[Page extract]

FDA Says Cloned Animals for Food Are Safe : Health, Ethical and Moral Dilemmas

Donna Porter
Science fiction is now reality as the FDA has released a formal recommendation that milk and meat from cloned animals should be allowed on grocery store shelves.

According to USA Today, the FDA decision is based on numerous, "rigorous studies, all of which have concluded that milk and meat from cloned animals is virtually identical to such products from conventional animals. Scientists have also been unable to detect health problems in laboratory animals raised on clonal food."

Americans do not want food from cloned animals, polling shows at least 60% of them are opposed to it. I ask, "Why do we want to clone animals for food in the first place?" Will cloning livestock lower food prices? No, cloned animals will cost as much to raise and distribute. Do we have a food shortage? Far from it, we waste more than we consume. Will cloning animals for food help world hunger? That is not a goal. Will cloning livestock provide more of the best cuts of meat? Yes. This is largely what cloning animals for food is about; we want more of the best. And what will we pay for this luxury?

This is what cloning animals for food will accomplish: Unknown consequences. In them lies potential dangers we may only have begun to assess.

First, we will be messing with Mother Nature, some will say God, but that is yet a separate, albeit important, issue. Nature has a way of weeding out the ill and unfit animals, including us, on the planet. Say we were to genetically replicate one or several animals through cloning that are thought to be healthy. Then we find we have just bred an undiscovered genetic defect en masse.

Taking this further, this cloned animal defect predisposes the cloned animals involved to a zoonosis, disease that is spread to humans. This defect, in the cloned animals and their offspring, subjected to different environments, could mutate or spread quite rapidly. Then what? We have less food supply available, not more, and perhaps more food-borne illness. Far-fetched? I think not.

Second, in cloning animals for food we will be limiting genetic diversity. In nature, the same defect would be isolated to the original animal's genes and may weed itself out naturally. Genetically diverse animals are healthier and can better ward off illness. Ask any professional breeder how many losses they have in their highly pedigreed animals, ones that are inbred. Not to mention, "The FDA acknowledges that clone pregnancies result in more miscarriages, deformities and premature deaths than do other technologies. But the agency dismisses this fact, saying the problems aren't unique." (USA Today)

[/Page extract]
[Stored data]

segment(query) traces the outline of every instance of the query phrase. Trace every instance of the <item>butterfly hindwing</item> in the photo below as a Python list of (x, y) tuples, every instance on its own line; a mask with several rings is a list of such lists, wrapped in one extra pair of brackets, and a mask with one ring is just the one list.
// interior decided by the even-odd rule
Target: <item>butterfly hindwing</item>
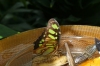
[(58, 48), (59, 39), (60, 27), (58, 22), (52, 18), (48, 21), (44, 33), (34, 42), (34, 52), (42, 55), (54, 52)]

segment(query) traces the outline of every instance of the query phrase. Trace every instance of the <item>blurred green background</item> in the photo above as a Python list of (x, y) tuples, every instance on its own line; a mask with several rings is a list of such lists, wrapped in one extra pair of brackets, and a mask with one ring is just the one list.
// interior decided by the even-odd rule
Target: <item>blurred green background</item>
[(100, 25), (100, 0), (0, 0), (0, 39), (45, 27), (50, 18), (60, 25)]

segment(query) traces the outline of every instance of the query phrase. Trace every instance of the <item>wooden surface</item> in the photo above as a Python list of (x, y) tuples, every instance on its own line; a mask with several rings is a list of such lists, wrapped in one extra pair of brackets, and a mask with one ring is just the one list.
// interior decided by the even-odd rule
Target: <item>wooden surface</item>
[[(28, 30), (0, 40), (0, 66), (5, 66), (9, 58), (32, 44), (43, 31), (44, 28)], [(100, 27), (95, 26), (63, 25), (61, 33), (62, 36), (89, 36), (100, 39)]]

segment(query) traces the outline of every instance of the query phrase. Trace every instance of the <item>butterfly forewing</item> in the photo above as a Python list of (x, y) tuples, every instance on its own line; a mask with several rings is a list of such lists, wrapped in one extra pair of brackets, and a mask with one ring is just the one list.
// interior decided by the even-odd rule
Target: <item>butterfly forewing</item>
[(58, 48), (60, 27), (55, 19), (50, 19), (43, 34), (34, 42), (34, 53), (47, 55)]

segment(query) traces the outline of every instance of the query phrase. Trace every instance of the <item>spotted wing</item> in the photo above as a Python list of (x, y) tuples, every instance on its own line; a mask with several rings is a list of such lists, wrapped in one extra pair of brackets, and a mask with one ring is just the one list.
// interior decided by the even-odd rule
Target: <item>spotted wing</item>
[(50, 19), (43, 34), (34, 44), (34, 53), (47, 55), (54, 52), (58, 48), (60, 39), (60, 27), (55, 19)]

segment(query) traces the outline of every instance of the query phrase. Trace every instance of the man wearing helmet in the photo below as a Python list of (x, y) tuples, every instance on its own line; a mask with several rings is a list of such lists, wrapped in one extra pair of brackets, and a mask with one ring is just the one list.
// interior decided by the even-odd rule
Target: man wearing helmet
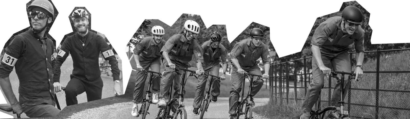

[/Stored data]

# Explore the material:
1 > Reproduce the stretch of the article on cloned animals for food from "Americans do not" through "for this luxury?".
2 > In two sentences, summarize the article on cloned animals for food.

# Answer list:
1 >
Americans do not want food from cloned animals, polling shows at least 60% of them are opposed to it. I ask, "Why do we want to clone animals for food in the first place?" Will cloning livestock lower food prices? No, cloned animals will cost as much to raise and distribute. Do we have a food shortage? Far from it, we waste more than we consume. Will cloning animals for food help world hunger? That is not a goal. Will cloning livestock provide more of the best cuts of meat? Yes. This is largely what cloning animals for food is about; we want more of the best. And what will we pay for this luxury?

2 > The FDA has recommended allowing milk and meat from cloned animals onto grocery store shelves, citing studies that found these products virtually identical to those from conventional animals, although polling shows at least 60% of Americans oppose it. The writer argues that cloning livestock mainly aims to produce more of the best cuts of meat and carries unknown consequences, such as mass-breeding an undiscovered genetic defect that could spread disease to humans, and a loss of genetic diversity.